Exercices
1. Imprimez le passage de la critique de Titane compris entre « Julia Ducournau (2020) » et « fait au genre. », bornes incluses.
2. Dans la critique de Titane, quelle actrice incarne à la fois Alexia et Adrien ?

Texte fourni
Publié le par Rosalie210

Julia Ducournau (2020)

Titane

Ira, ira pas? Je me suis posée la question pendant quinze jours. D'un côté un film qui traite de sujets qui m'intéressent et une réalisatrice dont le discours ému à Cannes et les tremblements incontrôlables de son bras tranchaient avec le caractère convenu des autres. De l'autre mon peu d'envie de me confronter à des scènes insoutenables. Finalement, ayant appris que ces scènes étaient brèves, prévisibles, peu nombreuses et concentrées dans la première partie, j'ai pu les gérer en fermant les yeux au moment adéquat. D'ailleurs si ces scènes sont globalement nécessaires dans le parcours du personnage d'Alexia, l'une d'entre elle (la plus longue) me semble limite superflue, comme un sacrifice fait au genre.

Quel genre d'ailleurs? Les scènes de meurtre se rattachent au slasher, celle de violence sur soi et de transformations corporelles au body horror, deux sous-genres du film d'horreur aussi bien occidental que nippon (j'ai personnellement beaucoup pensé à la saga Alien, à certains films de Brian DE PALMA et à "Akira" (1988) en plus des références citées partout à David CRONENBERG et à John CARPENTER). Il faut en passer par là pour que le film comme l'héroïne mue un peu (trop) abruptement vers une seconde partie très différente dans laquelle Alexia, sorte de cyborg qui se comporte à la fois comme une machine à tuer et un animal sauvage ne devienne Adrien, jeune homme transgenre frêle, ravagé et mutique en quête d'amour et d'acceptation. Alexia et Adrien tous deux incarnés par une impressionnante Agathe Rousselle sont en effet constitués d'un alliage d'homme, de femme et de métal*. Une fusion perturbante dont les manifestations marquent le spectateur: la plaque de titane se greffe sur le crâne, l'huile de moteur coule des orifices charnels et un enfant hybride en sort, une jeune femme utilise un long dard de métal sur ses victimes, un jeune homme danse lascivement sur un véhicule de pompiers sous les regards gênés de ses collègues et de son père adoptif. Vincent LINDON qui s'oppose en tous points au père biologique de Alexia (joué par Bertrand BONELLO) occupe en effet une position clé dans le film et il s'agit d'un choix de casting particulièrement judicieux. Car ce n'est pas tant sa quête de masse musculaire voire d'éternelle jeunesse que j'ai trouvé convaincante que le fait que son humanité ressort de façon saisissante dans un univers futuriste nocturne qui en manque cruellement. "On est responsable pour toujours de ce que l'on a apprivoisé" disait le renard dans Le Petit Prince et c'est exactement la ligne de conduite de Vincent (choix du prénom à mon avis non fortuit), prêt à recevoir tous les secrets que renferme le corps d'Adrien. Vraiment tous.

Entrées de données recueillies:
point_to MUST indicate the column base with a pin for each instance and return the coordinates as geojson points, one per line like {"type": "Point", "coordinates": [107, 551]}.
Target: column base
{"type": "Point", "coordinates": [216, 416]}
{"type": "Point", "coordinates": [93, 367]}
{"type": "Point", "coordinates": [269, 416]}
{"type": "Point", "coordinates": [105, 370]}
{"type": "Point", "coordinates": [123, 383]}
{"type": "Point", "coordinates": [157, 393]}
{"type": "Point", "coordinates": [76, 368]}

Solutions
1.
Julia Ducournau (2020)

Titane

Ira, ira pas? Je me suis posée la question pendant quinze jours. D'un côté un film qui traite de sujets qui m'intéressent et une réalisatrice dont le discours ému à Cannes et les tremblements incontrôlables de son bras tranchaient avec le caractère convenu des autres. De l'autre mon peu d'envie de me confronter à des scènes insoutenables. Finalement, ayant appris que ces scènes étaient brèves, prévisibles, peu nombreuses et concentrées dans la première partie, j'ai pu les gérer en fermant les yeux au moment adéquat. D'ailleurs si ces scènes sont globalement nécessaires dans le parcours du personnage d'Alexia, l'une d'entre elle (la plus longue) me semble limite superflue, comme un sacrifice fait au genre.

2. Agathe Rousselle.